## WHAT YOU SHOULD DO
Every line of the records that holds the word "flower" should be copied out.

(Saved data entries)

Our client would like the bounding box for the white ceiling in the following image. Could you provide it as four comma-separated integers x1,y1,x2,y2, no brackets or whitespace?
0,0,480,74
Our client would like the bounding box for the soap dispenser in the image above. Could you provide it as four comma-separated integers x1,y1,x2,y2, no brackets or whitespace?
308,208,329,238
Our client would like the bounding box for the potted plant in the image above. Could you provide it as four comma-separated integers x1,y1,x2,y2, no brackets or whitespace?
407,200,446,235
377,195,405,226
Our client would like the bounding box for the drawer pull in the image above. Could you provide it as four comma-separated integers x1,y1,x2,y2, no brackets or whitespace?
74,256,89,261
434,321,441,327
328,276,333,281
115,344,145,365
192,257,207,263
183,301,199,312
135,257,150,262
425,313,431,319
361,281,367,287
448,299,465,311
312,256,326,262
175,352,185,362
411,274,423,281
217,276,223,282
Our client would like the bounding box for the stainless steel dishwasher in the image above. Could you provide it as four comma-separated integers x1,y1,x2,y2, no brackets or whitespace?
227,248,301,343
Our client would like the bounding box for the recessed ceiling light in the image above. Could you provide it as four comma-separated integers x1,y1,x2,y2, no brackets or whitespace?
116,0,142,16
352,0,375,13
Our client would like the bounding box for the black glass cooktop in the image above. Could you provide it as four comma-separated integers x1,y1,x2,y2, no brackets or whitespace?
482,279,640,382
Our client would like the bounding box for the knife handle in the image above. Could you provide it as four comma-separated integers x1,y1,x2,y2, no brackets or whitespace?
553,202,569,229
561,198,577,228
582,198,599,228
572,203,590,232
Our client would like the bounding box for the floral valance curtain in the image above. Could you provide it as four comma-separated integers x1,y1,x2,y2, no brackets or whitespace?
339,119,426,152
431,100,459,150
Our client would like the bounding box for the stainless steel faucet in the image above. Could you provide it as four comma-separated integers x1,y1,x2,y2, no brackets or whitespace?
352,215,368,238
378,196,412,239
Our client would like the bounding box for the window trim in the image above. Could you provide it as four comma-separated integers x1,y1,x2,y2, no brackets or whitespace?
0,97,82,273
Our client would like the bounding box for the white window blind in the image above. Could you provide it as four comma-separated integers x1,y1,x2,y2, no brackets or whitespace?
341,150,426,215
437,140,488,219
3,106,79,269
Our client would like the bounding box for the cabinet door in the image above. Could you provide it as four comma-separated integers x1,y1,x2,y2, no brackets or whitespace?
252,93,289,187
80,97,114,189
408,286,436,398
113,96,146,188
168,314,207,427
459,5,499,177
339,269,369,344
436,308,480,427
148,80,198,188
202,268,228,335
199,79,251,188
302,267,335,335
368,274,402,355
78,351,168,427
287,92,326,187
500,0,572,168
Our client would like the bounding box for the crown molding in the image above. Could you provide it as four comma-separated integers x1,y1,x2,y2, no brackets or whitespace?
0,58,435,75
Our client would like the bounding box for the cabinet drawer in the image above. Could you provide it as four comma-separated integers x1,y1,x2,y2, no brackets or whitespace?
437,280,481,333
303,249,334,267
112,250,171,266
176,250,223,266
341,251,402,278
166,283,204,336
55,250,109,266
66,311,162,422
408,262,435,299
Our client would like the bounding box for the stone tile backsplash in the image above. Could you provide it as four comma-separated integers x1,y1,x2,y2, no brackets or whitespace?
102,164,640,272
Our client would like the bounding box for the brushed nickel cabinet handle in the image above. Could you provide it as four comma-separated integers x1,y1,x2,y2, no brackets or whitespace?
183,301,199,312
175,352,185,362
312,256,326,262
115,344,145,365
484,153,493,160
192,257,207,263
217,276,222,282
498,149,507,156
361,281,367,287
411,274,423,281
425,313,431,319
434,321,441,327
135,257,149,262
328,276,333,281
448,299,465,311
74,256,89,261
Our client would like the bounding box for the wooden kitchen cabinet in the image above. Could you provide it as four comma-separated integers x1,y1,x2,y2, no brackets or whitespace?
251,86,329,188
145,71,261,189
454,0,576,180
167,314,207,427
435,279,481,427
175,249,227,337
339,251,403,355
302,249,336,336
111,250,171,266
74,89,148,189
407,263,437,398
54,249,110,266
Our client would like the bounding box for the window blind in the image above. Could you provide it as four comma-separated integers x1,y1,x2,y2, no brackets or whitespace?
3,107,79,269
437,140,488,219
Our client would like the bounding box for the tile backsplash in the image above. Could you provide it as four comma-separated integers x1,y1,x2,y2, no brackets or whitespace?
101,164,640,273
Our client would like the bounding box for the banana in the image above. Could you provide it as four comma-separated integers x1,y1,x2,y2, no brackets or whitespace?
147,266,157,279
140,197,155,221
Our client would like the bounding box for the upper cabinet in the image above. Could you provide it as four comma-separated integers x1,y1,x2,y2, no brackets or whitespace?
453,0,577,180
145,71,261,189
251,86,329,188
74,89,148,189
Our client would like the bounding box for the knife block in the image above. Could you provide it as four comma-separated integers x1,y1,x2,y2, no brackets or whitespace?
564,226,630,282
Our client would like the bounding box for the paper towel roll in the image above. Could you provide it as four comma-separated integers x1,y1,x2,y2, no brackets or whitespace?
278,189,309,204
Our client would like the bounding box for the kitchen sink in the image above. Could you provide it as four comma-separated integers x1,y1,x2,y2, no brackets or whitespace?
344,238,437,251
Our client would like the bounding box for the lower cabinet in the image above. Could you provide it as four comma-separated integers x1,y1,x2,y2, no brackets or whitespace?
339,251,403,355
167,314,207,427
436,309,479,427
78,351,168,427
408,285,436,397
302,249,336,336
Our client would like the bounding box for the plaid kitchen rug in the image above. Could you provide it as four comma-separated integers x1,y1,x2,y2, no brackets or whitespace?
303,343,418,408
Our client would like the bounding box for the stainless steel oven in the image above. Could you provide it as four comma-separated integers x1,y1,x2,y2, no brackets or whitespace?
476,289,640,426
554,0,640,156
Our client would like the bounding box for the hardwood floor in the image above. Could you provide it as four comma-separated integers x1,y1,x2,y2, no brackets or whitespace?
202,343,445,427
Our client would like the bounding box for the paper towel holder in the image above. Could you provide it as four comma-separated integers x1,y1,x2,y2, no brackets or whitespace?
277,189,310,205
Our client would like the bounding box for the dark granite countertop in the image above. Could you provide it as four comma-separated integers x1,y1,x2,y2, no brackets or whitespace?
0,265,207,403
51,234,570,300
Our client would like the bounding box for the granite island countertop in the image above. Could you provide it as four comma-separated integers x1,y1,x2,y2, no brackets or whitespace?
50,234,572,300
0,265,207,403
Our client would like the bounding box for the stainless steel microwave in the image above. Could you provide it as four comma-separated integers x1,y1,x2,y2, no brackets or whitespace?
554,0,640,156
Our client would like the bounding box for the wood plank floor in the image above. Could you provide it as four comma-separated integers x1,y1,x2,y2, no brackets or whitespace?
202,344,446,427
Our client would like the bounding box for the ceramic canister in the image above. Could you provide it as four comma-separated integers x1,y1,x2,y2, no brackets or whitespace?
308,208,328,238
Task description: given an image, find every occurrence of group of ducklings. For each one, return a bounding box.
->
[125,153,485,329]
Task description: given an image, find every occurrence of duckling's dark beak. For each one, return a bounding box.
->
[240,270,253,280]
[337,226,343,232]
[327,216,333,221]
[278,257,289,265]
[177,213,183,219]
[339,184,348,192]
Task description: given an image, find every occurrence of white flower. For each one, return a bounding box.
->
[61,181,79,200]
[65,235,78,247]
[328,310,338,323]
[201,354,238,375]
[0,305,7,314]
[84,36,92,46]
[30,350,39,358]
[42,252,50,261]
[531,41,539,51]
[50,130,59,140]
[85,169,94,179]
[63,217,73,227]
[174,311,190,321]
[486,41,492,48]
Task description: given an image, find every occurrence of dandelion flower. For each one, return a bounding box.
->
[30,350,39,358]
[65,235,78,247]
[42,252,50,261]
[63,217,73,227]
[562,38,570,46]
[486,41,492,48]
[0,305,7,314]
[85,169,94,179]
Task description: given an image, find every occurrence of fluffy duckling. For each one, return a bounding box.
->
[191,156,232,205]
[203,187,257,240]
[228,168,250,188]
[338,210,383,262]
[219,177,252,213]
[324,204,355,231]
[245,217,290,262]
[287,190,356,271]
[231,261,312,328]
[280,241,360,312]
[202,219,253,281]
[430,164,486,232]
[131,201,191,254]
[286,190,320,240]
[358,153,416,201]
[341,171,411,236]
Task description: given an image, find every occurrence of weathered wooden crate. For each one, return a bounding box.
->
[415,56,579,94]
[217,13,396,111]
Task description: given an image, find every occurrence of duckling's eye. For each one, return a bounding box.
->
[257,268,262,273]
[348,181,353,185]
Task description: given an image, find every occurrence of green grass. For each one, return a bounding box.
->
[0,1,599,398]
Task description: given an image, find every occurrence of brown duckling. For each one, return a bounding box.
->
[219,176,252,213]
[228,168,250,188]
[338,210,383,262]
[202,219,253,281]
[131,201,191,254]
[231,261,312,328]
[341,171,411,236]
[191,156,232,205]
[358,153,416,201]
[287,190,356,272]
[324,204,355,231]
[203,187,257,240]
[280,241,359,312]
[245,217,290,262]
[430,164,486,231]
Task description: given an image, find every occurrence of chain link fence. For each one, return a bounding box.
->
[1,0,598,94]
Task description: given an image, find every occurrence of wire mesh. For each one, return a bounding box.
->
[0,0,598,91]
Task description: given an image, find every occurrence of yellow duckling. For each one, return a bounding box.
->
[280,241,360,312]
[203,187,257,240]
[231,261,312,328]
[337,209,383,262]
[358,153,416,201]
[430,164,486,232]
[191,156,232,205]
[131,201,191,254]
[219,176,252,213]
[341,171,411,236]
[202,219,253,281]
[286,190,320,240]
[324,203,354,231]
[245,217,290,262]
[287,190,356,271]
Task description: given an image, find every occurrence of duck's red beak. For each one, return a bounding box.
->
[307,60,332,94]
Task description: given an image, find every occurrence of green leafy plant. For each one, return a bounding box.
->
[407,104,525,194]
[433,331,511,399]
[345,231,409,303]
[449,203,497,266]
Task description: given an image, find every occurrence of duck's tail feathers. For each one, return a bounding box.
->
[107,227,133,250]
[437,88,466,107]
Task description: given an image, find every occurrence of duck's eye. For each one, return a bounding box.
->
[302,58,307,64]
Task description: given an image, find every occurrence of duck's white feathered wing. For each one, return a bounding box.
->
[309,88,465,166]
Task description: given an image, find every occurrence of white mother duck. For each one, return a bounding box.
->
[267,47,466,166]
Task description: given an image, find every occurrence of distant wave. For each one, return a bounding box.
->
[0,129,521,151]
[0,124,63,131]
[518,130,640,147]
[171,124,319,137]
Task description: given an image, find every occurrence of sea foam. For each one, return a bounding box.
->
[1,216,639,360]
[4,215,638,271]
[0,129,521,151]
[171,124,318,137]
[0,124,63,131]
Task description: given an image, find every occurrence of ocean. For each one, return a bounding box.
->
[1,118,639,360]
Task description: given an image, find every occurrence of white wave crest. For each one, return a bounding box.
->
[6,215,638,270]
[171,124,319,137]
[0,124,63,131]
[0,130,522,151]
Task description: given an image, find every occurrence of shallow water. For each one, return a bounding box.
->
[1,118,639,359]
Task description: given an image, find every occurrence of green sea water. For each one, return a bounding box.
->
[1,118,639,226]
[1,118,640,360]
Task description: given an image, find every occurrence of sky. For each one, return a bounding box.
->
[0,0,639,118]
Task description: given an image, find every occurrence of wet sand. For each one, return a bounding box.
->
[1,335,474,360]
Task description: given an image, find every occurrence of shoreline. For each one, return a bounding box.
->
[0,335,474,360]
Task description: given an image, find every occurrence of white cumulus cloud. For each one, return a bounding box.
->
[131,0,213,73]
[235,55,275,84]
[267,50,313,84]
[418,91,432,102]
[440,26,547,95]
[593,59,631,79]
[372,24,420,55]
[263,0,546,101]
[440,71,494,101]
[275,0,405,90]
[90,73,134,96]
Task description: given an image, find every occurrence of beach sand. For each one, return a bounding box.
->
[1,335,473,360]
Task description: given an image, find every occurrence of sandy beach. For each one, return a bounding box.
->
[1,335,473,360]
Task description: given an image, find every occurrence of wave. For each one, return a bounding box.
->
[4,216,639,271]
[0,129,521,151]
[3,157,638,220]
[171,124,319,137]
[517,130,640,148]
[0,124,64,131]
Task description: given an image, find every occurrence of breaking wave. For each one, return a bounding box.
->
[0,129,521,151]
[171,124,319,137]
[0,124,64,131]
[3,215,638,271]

## SOLUTION TO THIS EXERCISE
Task description: given an image, find every occurrence of white flower. For each one, return a bounding box.
Task description: given an image, find every occurrence of dandelion flower. For each one, return a bounding box.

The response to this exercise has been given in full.